#### [GIVEN RECORDS]
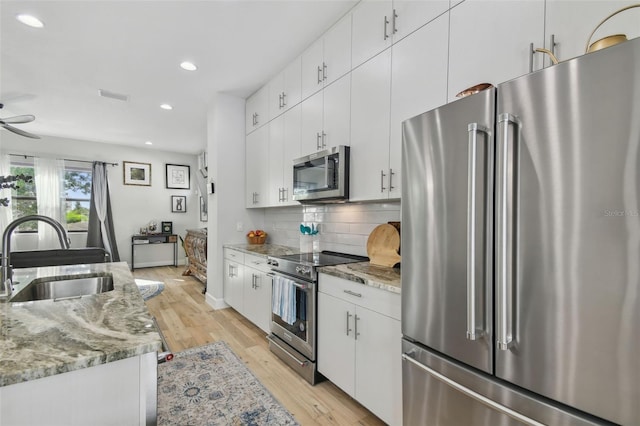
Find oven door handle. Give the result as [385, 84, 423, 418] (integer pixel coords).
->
[267, 272, 309, 290]
[267, 336, 308, 367]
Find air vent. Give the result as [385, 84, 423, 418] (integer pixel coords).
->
[98, 89, 129, 102]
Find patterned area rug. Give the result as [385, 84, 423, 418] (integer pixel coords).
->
[136, 278, 164, 300]
[158, 341, 298, 426]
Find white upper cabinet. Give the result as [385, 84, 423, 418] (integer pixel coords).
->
[544, 0, 640, 65]
[320, 75, 351, 151]
[300, 75, 351, 156]
[322, 14, 351, 87]
[351, 0, 395, 68]
[300, 92, 324, 155]
[245, 126, 269, 208]
[269, 57, 302, 120]
[245, 86, 269, 134]
[301, 14, 351, 99]
[393, 0, 449, 41]
[349, 49, 392, 201]
[267, 105, 301, 206]
[389, 14, 449, 198]
[448, 0, 545, 101]
[302, 38, 324, 100]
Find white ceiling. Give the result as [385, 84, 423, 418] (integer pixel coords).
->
[0, 0, 357, 154]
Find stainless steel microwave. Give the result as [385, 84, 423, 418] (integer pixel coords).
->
[293, 145, 349, 203]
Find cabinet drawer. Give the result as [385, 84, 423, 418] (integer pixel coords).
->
[224, 248, 244, 263]
[244, 254, 271, 272]
[318, 273, 400, 320]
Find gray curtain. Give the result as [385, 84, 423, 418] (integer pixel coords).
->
[87, 161, 120, 262]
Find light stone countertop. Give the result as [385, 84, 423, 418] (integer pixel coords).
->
[223, 244, 300, 257]
[318, 262, 401, 293]
[0, 262, 162, 386]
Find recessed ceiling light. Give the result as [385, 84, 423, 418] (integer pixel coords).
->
[16, 13, 44, 28]
[180, 61, 198, 71]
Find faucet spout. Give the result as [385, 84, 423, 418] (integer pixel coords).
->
[0, 215, 70, 298]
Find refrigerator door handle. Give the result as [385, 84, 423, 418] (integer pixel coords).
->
[402, 353, 544, 426]
[467, 123, 489, 340]
[496, 113, 521, 351]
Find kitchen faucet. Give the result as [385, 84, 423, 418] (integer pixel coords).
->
[0, 215, 69, 298]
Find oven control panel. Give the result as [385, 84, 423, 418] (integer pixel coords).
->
[296, 265, 311, 278]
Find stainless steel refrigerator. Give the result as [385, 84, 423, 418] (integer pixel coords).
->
[402, 39, 640, 426]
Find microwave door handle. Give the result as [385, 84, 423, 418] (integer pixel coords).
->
[324, 155, 331, 188]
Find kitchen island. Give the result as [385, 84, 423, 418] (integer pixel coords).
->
[0, 262, 162, 425]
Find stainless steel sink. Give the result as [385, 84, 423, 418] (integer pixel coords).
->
[9, 274, 113, 302]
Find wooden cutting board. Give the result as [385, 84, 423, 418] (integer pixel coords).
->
[367, 223, 401, 267]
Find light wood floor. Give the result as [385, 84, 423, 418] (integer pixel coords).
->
[133, 266, 384, 426]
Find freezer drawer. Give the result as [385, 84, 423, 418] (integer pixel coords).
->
[402, 340, 608, 426]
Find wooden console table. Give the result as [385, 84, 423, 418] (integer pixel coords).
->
[182, 228, 207, 293]
[131, 234, 178, 271]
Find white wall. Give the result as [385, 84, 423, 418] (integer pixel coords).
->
[0, 131, 204, 267]
[264, 201, 400, 256]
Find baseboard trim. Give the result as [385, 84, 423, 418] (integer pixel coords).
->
[205, 293, 230, 309]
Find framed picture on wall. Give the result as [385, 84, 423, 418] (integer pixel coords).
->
[122, 161, 151, 186]
[166, 164, 191, 189]
[171, 195, 187, 213]
[200, 196, 209, 222]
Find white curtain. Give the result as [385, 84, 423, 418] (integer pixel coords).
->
[0, 154, 16, 249]
[91, 163, 112, 255]
[34, 157, 66, 250]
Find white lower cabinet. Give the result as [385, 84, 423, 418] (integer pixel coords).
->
[224, 248, 271, 333]
[223, 255, 244, 312]
[318, 273, 402, 425]
[0, 352, 158, 426]
[240, 254, 271, 333]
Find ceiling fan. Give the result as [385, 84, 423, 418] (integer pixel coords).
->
[0, 104, 40, 139]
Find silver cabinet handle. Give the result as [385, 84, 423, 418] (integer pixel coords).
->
[389, 169, 396, 191]
[384, 15, 389, 40]
[496, 114, 520, 350]
[391, 9, 398, 34]
[402, 353, 544, 426]
[342, 290, 362, 297]
[467, 123, 489, 340]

#### [REQUIREMENTS]
Reproduce all of the material above word for word, leaving out the pictures.

#### [COMPLETE ANSWER]
Find oven door handle. Give the result as [385, 84, 423, 418] (integer pixel coords).
->
[267, 272, 309, 290]
[267, 336, 308, 367]
Find air vent. Give the result as [385, 84, 423, 418] (integer pixel coords).
->
[98, 89, 129, 102]
Find patterned area rug. Give the result as [385, 84, 423, 418] (integer pixel coords).
->
[136, 278, 164, 300]
[158, 341, 298, 426]
Find white upper cabinet. Give the result as [385, 84, 423, 418] (integer pixel coords).
->
[544, 0, 640, 65]
[320, 75, 351, 151]
[300, 75, 351, 156]
[322, 14, 351, 87]
[351, 0, 395, 68]
[300, 92, 324, 155]
[245, 126, 269, 208]
[269, 57, 302, 120]
[245, 86, 269, 134]
[301, 14, 351, 99]
[393, 0, 449, 41]
[349, 49, 392, 201]
[267, 105, 301, 206]
[389, 14, 449, 198]
[448, 0, 545, 101]
[302, 38, 324, 100]
Find white ceiling. Give the result as [385, 84, 423, 418] (integer pixel coords).
->
[0, 0, 357, 154]
Find stainless steel microwave. Give the result as [385, 84, 423, 418] (integer pixel coords).
->
[293, 145, 349, 203]
Find cabinet drawer. Give the result as [385, 84, 423, 418] (integer pixel coords).
->
[224, 248, 244, 263]
[244, 254, 271, 272]
[318, 273, 400, 320]
Find gray curtain. Give the result as [385, 84, 423, 418] (integer pixel coords).
->
[87, 161, 120, 262]
Find light stone countertop. Give the result as [385, 84, 423, 418] (integer pixel coords).
->
[223, 244, 300, 257]
[318, 262, 401, 293]
[0, 262, 162, 386]
Find recessed ceiling light. Give the result as [385, 84, 423, 418] (integer pixel coords).
->
[16, 13, 44, 28]
[180, 61, 198, 71]
Find faucet spout. Give the result as [385, 84, 423, 418] (integer pixel coords).
->
[0, 215, 70, 298]
Find refrigerator door handle. Give the result as [385, 84, 423, 418] (integer pixel coords).
->
[402, 353, 544, 426]
[467, 123, 489, 340]
[496, 113, 521, 351]
Find kitchen faucet. Give the result as [385, 84, 423, 418] (integer pixel coords).
->
[0, 215, 69, 298]
Find oven control panel. Give the result as [385, 84, 423, 418] (integer pixel coords).
->
[296, 265, 311, 278]
Find stainless steel refrigerator. Give the result as [385, 84, 423, 418] (integer pixel coords).
->
[402, 39, 640, 426]
Find microwave door handle. Give the result as [385, 84, 423, 418] (integer pixel coords).
->
[324, 155, 331, 188]
Find kitchen island. Give the result as [385, 84, 423, 418] (integer pixel coords).
->
[0, 262, 162, 425]
Find stainless steel sink. Give the result as [385, 84, 423, 418] (integer pixel coords).
->
[9, 274, 113, 302]
Find wooden cutting board. Give the result as [385, 84, 423, 418] (integer pixel coords).
->
[367, 223, 401, 267]
Find light wood floor. Give the result as [385, 84, 423, 418] (integer pixel coords).
->
[133, 266, 384, 426]
Find freezer drawer. Give the result as [385, 84, 423, 418] (integer pixel coords).
->
[402, 340, 608, 426]
Find wooden console table. Give the result as [385, 84, 423, 418] (integer pixel coords).
->
[182, 228, 207, 293]
[131, 234, 178, 271]
Find white wall. Give the result as [385, 84, 423, 418] (integer pixel coords).
->
[0, 131, 204, 267]
[264, 201, 400, 256]
Find baseboard trim. Give the result as [385, 84, 423, 418] (integer pixel coords).
->
[205, 293, 230, 309]
Find framed picture on wall. Give the result as [385, 84, 423, 418] (integer pixel coords).
->
[122, 161, 151, 186]
[166, 164, 191, 189]
[171, 195, 187, 213]
[200, 196, 209, 222]
Find white curtain. Give the result as [385, 84, 423, 418] (integer pixel coords).
->
[0, 154, 16, 249]
[91, 163, 112, 255]
[34, 157, 66, 250]
Find white lower cabinet. Give the result as [385, 84, 423, 418] (integer pixel coords).
->
[224, 248, 271, 333]
[223, 255, 244, 312]
[318, 273, 402, 425]
[0, 352, 158, 426]
[240, 254, 271, 333]
Find ceiling fan. Give the result as [385, 84, 423, 418] (integer pixel coords).
->
[0, 104, 40, 139]
Find silver cabinet handle. Give the result as [385, 84, 423, 418] (integer pixel coords).
->
[389, 169, 396, 191]
[384, 15, 389, 40]
[496, 114, 520, 350]
[391, 9, 398, 34]
[402, 353, 544, 426]
[342, 290, 362, 297]
[467, 123, 489, 340]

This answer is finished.